• **Document extract**
::::

From: David Ferguson <ferguson.david_at_gmail.com>
Date: Thu, 19 Nov 2009 12:02:07 -0500

Philip,

We had to abandon svnsync due to the problem that you encountered. We got
lots of "Chunk delimiter invalid" messages during sync.

We instead use svnadmin dump --incremental and svnadmin load to copy over
the data every time a commit is made. Not very elegant but it works 100% of
the time regardless of the file size.

I like Mark's idea to sync via svn:// though. The http:// protocol seems to
be a completed dog for this replication task. I'll have to try that out.

David

On Wed, Nov 18, 2009 at 11:18 AM, <kmradke_at_rockwellcollins.com> wrote:

>
> Pat Farrell <pfarrell_at_pfarrell.com> wrote on 11/17/2009 10:23:40 PM:
>
> > Ryan Schmidt wrote:
> > > On Nov 17, 2009, at 17:27, Pat Farrell wrote:
> > >> I'm pretty sure that this is considered a "doctor, doctor" problem.
> > >>
> > > That's probably not a reasonable attitude to take for a tool like
> > > svnsync that's supposed to be able to replicate existing
> > > repositories. He said he already committed the large revision. We all
> > > know there is no svnadmin obliterate and that it's difficult to
> > > remove revisions from a repository later. And some users have valid
> > > reasons for wanting to store large binary files in a repository.

::::

• **Raw data**

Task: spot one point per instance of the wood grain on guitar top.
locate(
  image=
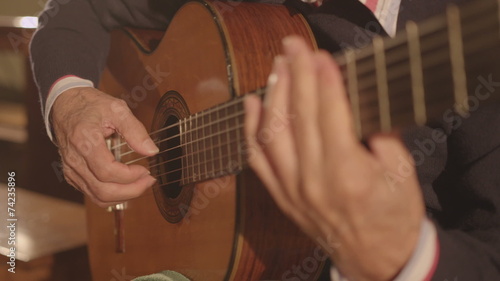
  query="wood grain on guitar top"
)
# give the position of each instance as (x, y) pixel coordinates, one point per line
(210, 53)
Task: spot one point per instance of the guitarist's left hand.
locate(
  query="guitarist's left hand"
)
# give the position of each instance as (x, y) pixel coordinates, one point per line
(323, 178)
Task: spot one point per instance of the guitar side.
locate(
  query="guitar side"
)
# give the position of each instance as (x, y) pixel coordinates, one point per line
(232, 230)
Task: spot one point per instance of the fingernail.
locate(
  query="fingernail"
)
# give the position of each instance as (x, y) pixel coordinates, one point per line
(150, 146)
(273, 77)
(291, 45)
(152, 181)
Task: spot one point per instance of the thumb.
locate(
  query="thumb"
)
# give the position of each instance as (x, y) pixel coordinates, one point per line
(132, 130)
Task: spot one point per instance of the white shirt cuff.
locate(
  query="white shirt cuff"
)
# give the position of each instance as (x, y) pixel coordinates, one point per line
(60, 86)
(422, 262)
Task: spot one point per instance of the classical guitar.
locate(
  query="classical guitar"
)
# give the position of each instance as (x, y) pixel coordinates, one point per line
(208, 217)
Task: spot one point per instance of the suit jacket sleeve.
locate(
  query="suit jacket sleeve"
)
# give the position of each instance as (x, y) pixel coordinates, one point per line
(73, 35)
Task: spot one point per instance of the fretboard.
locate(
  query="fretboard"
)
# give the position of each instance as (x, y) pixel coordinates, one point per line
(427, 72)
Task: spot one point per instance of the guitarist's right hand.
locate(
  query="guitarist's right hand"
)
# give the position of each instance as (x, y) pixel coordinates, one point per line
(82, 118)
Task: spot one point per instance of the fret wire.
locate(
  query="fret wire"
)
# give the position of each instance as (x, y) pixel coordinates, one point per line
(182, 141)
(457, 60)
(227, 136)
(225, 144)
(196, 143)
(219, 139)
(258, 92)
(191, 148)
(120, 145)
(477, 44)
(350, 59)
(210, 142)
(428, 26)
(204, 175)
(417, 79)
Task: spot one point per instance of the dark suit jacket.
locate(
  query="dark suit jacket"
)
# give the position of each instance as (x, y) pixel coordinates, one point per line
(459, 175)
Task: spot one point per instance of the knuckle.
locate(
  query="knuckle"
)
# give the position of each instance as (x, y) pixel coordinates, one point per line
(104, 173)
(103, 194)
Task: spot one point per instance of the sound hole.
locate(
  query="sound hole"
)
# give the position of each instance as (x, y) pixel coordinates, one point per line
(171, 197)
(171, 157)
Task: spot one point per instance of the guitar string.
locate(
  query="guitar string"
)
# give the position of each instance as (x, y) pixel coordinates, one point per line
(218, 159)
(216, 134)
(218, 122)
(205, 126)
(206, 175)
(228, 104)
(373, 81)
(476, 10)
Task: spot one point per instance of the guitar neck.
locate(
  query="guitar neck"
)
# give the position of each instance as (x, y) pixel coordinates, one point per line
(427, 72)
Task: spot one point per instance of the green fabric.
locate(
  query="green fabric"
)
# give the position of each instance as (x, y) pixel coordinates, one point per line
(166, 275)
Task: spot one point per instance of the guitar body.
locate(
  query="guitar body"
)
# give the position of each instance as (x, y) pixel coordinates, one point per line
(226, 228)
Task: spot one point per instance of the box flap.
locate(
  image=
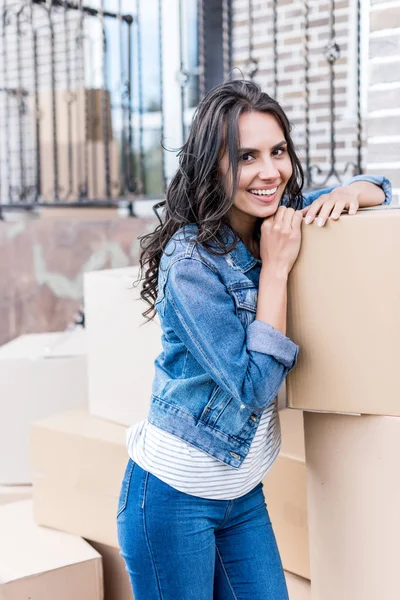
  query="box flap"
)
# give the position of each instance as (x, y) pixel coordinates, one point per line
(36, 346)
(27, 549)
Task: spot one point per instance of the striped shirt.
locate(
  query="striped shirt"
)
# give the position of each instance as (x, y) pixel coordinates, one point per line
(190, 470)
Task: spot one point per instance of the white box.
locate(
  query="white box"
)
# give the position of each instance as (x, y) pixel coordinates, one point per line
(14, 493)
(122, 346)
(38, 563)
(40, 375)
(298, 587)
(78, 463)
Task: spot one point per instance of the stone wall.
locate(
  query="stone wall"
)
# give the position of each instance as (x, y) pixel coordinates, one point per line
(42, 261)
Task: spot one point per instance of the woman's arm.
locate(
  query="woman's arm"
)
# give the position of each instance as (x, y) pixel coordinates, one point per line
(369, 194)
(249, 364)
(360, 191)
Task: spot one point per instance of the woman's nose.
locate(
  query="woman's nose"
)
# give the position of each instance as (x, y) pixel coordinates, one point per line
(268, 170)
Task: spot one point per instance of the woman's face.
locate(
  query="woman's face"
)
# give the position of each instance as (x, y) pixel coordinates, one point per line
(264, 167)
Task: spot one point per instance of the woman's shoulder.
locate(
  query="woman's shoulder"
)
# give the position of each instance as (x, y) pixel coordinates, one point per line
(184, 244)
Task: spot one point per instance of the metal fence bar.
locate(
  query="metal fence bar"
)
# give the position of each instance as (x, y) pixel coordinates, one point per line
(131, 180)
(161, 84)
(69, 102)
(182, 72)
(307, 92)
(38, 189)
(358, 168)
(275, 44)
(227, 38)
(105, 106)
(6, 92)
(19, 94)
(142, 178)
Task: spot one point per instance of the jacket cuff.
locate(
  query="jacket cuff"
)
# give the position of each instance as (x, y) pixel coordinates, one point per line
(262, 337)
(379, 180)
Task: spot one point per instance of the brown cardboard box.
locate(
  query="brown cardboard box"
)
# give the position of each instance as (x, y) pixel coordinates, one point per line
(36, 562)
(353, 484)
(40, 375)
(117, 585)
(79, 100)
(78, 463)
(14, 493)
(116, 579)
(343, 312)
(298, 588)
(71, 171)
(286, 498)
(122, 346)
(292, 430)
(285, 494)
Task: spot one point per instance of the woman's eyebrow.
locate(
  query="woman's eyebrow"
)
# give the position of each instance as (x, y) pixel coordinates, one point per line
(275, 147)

::::

• **Exercise aim**
Answer from the svnsync email:
1. What messages did David's team receive during sync?
2. Which two commands do they now use to copy the data after each commit?
3. Whose idea is it to sync via svn://?
Rely only on the svnsync email for your answers.

• **Response**
1. "Chunk delimiter invalid" messages.
2. svnadmin dump --incremental and svnadmin load.
3. Mark's.